* _Exercise objective_:
Omit pictures and quote the listing below line by line, from its start through the line that holds "mark: the innermost point of each instance of the house".

* _Source material_:
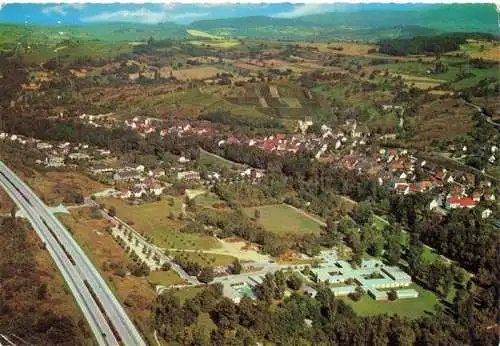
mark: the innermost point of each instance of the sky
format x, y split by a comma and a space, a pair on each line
180, 13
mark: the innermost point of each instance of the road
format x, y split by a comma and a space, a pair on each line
75, 266
481, 110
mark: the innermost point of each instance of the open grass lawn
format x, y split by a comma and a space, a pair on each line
281, 219
165, 278
204, 34
186, 293
208, 199
206, 259
55, 187
441, 120
152, 219
411, 307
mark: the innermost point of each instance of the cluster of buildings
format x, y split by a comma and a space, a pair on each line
57, 154
146, 126
372, 277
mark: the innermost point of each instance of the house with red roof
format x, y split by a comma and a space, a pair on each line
453, 202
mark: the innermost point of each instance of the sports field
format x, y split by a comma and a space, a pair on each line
282, 219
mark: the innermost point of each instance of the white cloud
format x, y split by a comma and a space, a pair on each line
61, 10
58, 9
302, 10
141, 15
189, 15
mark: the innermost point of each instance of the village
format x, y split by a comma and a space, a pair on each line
349, 147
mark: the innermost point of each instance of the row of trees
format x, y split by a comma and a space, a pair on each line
302, 320
24, 293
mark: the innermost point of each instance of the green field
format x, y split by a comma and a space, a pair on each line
207, 199
211, 40
411, 307
186, 293
205, 259
165, 278
153, 219
281, 219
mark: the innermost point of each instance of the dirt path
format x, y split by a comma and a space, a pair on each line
234, 249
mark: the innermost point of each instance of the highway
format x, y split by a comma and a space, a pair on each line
75, 266
155, 250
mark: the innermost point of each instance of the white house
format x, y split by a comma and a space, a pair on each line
486, 213
435, 203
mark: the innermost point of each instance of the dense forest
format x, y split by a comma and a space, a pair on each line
313, 181
429, 44
302, 320
24, 297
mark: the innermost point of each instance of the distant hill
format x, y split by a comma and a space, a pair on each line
366, 23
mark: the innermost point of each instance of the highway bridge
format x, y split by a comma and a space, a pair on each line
104, 313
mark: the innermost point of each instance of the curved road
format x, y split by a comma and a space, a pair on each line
44, 222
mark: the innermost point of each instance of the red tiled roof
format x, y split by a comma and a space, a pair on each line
401, 187
462, 201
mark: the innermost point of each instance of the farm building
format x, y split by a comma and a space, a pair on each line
372, 276
407, 293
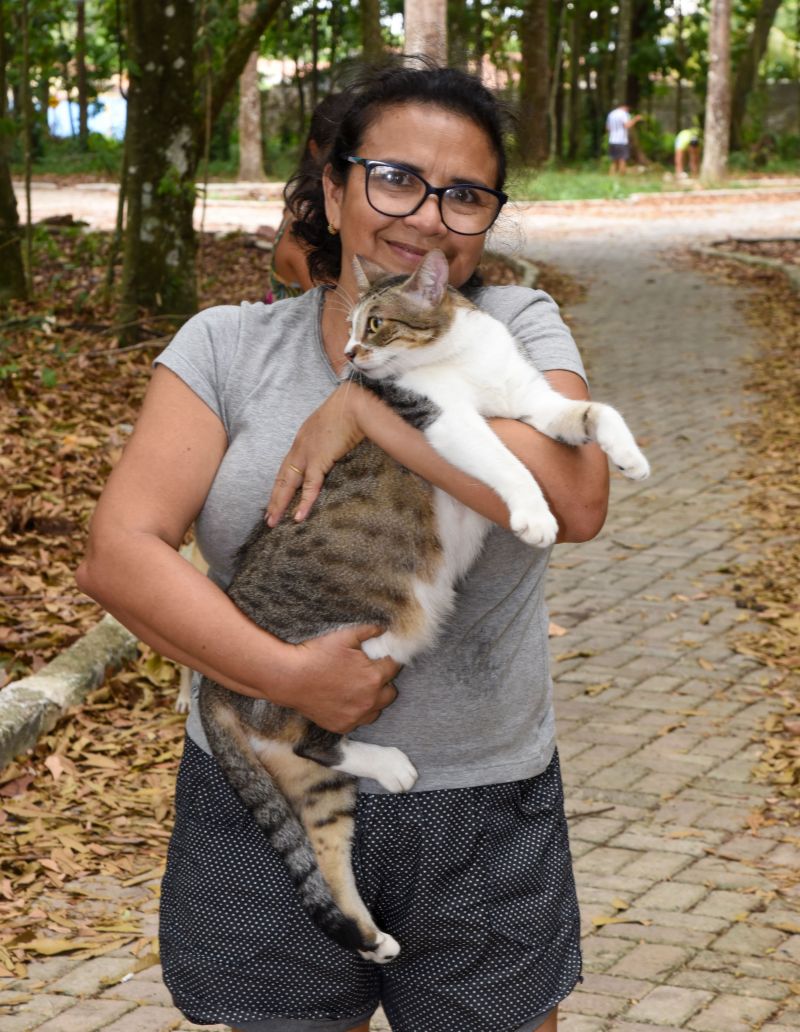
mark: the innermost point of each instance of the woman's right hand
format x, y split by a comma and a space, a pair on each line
327, 434
337, 685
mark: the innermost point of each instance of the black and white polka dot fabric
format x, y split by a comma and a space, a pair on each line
475, 883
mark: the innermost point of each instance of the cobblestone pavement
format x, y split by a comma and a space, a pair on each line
656, 711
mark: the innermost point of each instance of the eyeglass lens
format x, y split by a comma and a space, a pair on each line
396, 192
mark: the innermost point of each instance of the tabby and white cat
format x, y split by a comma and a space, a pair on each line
382, 546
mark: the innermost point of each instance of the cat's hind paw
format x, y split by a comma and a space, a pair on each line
384, 949
539, 529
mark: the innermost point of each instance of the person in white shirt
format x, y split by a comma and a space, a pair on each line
617, 124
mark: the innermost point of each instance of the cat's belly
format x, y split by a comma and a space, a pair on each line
461, 534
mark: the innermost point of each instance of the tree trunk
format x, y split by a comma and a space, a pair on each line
251, 166
622, 54
159, 250
747, 71
237, 54
425, 29
717, 115
83, 95
555, 86
480, 41
535, 82
372, 38
575, 92
680, 58
12, 283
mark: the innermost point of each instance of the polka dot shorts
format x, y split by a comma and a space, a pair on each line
475, 883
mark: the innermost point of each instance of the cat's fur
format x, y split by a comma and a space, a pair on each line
382, 546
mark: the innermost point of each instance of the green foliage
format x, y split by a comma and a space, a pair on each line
582, 182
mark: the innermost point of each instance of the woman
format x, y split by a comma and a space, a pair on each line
289, 275
471, 872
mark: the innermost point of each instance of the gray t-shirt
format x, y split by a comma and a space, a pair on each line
477, 709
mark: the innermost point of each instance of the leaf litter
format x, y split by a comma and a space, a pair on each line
87, 814
768, 586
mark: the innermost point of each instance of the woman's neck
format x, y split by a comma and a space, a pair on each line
336, 330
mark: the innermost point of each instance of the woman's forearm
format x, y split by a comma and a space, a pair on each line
169, 605
574, 480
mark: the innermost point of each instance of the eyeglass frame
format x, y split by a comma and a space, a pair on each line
439, 192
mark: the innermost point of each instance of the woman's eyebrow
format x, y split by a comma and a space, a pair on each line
454, 181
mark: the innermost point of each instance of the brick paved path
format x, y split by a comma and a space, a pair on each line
656, 711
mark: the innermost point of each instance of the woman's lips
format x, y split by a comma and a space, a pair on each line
407, 252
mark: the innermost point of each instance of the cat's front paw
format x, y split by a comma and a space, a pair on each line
535, 527
394, 771
633, 464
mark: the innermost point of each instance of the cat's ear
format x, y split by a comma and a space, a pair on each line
366, 272
427, 284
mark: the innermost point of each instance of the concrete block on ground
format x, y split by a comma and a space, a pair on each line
670, 1002
148, 1020
31, 706
88, 1016
732, 1013
650, 961
89, 976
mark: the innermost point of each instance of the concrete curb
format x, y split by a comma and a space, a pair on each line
792, 271
31, 706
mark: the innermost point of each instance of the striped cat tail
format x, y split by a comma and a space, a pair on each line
306, 811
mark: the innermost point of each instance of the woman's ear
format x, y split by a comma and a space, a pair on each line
333, 193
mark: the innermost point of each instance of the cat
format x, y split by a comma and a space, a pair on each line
382, 546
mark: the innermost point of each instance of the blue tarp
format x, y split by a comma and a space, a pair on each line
106, 117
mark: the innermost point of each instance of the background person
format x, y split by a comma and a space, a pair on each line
472, 871
618, 123
289, 273
686, 142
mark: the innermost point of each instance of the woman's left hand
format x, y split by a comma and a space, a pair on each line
327, 434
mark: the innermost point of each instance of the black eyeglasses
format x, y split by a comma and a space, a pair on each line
397, 191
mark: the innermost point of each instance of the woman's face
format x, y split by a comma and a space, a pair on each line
445, 149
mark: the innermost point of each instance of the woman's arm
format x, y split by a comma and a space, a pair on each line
133, 570
574, 480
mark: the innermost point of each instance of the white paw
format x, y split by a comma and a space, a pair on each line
381, 763
385, 949
534, 526
633, 464
394, 771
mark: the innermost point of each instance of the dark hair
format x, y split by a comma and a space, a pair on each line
322, 132
378, 89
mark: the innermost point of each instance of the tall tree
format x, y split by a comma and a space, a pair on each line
12, 283
622, 52
747, 70
83, 94
425, 28
372, 38
159, 249
717, 115
576, 22
163, 146
251, 167
534, 82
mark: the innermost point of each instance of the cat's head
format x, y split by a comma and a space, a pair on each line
400, 322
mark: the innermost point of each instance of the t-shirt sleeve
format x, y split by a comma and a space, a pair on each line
201, 354
534, 319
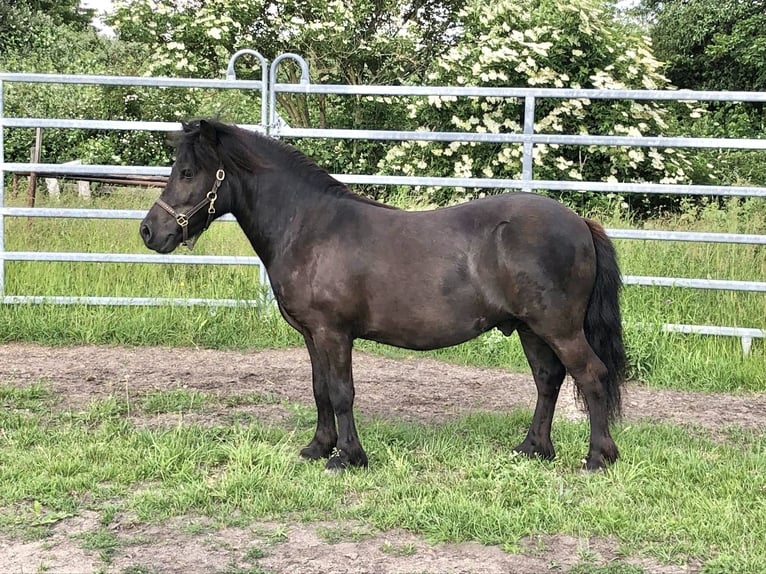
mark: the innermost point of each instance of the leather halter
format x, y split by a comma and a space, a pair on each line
182, 219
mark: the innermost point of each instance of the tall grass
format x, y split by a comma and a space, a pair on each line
676, 495
682, 361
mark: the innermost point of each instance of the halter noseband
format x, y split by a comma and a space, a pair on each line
182, 219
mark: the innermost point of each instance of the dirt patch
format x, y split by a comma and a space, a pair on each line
172, 548
415, 389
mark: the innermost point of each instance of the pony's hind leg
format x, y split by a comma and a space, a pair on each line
326, 435
549, 373
590, 375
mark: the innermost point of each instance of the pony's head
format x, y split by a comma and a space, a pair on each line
196, 192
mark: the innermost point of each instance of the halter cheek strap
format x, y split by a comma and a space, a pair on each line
182, 219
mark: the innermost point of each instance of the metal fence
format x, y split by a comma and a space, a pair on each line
272, 125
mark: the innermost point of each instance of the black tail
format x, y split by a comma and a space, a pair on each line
603, 323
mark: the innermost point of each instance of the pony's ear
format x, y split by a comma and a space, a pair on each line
208, 132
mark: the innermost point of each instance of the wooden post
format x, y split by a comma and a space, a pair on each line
35, 158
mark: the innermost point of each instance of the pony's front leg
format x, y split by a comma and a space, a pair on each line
334, 354
326, 435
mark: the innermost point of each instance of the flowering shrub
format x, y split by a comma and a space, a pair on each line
550, 44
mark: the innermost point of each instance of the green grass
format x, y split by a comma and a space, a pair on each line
677, 494
678, 361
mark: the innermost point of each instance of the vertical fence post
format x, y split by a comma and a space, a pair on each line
232, 75
2, 194
527, 146
304, 81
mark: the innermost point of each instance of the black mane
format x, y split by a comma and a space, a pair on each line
253, 152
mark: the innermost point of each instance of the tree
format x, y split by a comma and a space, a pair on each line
717, 45
544, 43
711, 44
345, 42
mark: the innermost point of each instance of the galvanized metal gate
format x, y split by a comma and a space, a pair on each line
272, 125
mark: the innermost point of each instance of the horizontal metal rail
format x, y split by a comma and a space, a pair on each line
130, 81
127, 301
77, 213
538, 93
717, 284
745, 335
425, 181
520, 138
58, 256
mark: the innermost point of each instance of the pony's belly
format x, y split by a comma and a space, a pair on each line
420, 335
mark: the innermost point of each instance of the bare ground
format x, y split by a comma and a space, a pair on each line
412, 389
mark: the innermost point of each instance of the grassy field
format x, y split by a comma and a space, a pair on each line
676, 361
677, 496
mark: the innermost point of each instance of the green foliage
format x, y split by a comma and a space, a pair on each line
717, 45
543, 44
448, 482
711, 44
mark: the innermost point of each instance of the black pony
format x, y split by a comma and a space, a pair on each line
344, 267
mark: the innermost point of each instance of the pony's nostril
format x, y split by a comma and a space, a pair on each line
146, 233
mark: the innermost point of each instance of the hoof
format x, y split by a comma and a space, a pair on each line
599, 459
531, 450
315, 451
340, 461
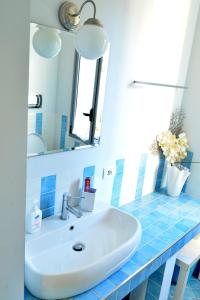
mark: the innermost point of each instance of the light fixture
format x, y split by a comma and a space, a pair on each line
91, 39
47, 42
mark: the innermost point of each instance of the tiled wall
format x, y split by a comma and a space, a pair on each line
52, 186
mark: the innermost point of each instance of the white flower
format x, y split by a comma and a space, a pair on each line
174, 149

* _Task response_:
mark: the innermost point of each instance of the sky
format x, y split by a comma and a space, a pair on each line
180, 13
mark: the innermost point of each instance of the road
format x, y split by a comma and a space, a pair on each line
75, 266
481, 110
mark: the innermost point of each instance of the open grass lawn
format x, y split by a comma and a space, a pair on each line
281, 219
165, 278
204, 34
186, 293
208, 199
206, 259
55, 187
441, 120
152, 219
411, 307
mark: the innermost point of each instance of the cluster of buildings
format x, y split by a comma and a space, a pair on each line
57, 154
146, 126
372, 277
mark: the innermost point of each instance of the house with red roof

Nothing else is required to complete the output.